## Start Items

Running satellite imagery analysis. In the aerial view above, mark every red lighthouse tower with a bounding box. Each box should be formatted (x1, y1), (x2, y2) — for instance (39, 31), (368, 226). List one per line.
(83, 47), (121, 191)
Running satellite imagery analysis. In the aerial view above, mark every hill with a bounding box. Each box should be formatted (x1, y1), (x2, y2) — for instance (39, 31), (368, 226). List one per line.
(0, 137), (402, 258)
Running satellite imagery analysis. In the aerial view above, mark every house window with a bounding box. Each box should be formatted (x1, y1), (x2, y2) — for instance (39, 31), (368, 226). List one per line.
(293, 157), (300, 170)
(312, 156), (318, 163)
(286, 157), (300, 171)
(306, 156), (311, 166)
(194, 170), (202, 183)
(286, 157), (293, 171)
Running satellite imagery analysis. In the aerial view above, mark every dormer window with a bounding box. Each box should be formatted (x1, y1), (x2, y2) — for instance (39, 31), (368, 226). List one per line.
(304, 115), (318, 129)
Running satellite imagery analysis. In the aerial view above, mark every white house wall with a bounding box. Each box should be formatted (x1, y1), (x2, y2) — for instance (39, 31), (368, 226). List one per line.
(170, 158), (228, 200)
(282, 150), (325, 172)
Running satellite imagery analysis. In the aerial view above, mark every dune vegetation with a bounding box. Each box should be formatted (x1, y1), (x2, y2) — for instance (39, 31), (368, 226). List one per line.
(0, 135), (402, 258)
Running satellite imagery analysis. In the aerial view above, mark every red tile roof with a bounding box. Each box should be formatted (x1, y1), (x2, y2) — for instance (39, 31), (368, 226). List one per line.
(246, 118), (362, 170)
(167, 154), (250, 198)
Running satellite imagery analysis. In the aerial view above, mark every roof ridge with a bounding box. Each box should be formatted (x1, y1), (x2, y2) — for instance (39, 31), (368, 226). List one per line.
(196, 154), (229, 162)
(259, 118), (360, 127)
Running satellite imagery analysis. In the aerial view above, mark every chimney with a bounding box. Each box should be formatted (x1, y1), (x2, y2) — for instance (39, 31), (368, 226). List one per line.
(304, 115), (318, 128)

## End Items

> [Work instructions] Print every one of the records above again, word for word, leaving nothing out.

> [Reply]
Running satellite imagery analysis. In the aerial view above, mark every red lighthouse tower with a bounding box. Each box should be formatted (x1, y1), (x2, y2) — for instance (39, 31), (368, 226). List one per line.
(83, 47), (121, 191)
Running satellite imagery analysis. In the aerial view above, mark every hill with a bounding box. Each box should be formatted (x1, y1), (x2, y2) — for instance (39, 31), (368, 226). List one per line.
(0, 137), (402, 258)
Running satellite imagery analysis. In the aerial view above, mark every house window with a bounding box. Each box should be formatted (x1, y1), (x2, y2) — for instance (39, 31), (368, 226). List one per line.
(293, 157), (300, 170)
(312, 156), (318, 163)
(286, 157), (300, 171)
(306, 156), (311, 166)
(194, 170), (202, 183)
(286, 157), (293, 171)
Running satellite imagery analysis. In the aerial view above, mark every dormer window with a bounding box. Each box should be formatted (x1, y1), (x2, y2) — for instance (39, 31), (368, 226). List one per line.
(304, 115), (318, 129)
Running satellite imagery analysis. In the aerial view above, mark every white house wall with a bounding box. Each box should be formatted (x1, y1), (x2, y2) — for instance (39, 31), (368, 226). List one per line.
(170, 158), (228, 200)
(282, 150), (325, 172)
Running satellite imagery analysis. In the aerial view above, mark every dune vegetation with a bounding box. Each box should be formatted (x1, y1), (x2, y2) — for instance (39, 31), (368, 226). List one per line.
(0, 135), (402, 258)
Running satellite imagery analysis. In the aerial view above, mark every red tile roof with a bounding box. Each box should be formatted (x1, y1), (x2, y2) — for instance (39, 31), (368, 226). List one per line.
(246, 118), (362, 170)
(167, 154), (250, 198)
Running satellite imagery analysis. In the aerial view above, mark every roof ridge with a bounding box. Each box should be formatted (x1, y1), (x2, y2) — for instance (39, 31), (368, 226). List one per line.
(196, 154), (229, 162)
(259, 118), (360, 127)
Running satellite imagery analysis. In the aerial view above, mark every chimney with a bounding box. Each box should be formatted (x1, y1), (x2, y2) — for instance (39, 31), (368, 226). List one per line.
(304, 115), (318, 128)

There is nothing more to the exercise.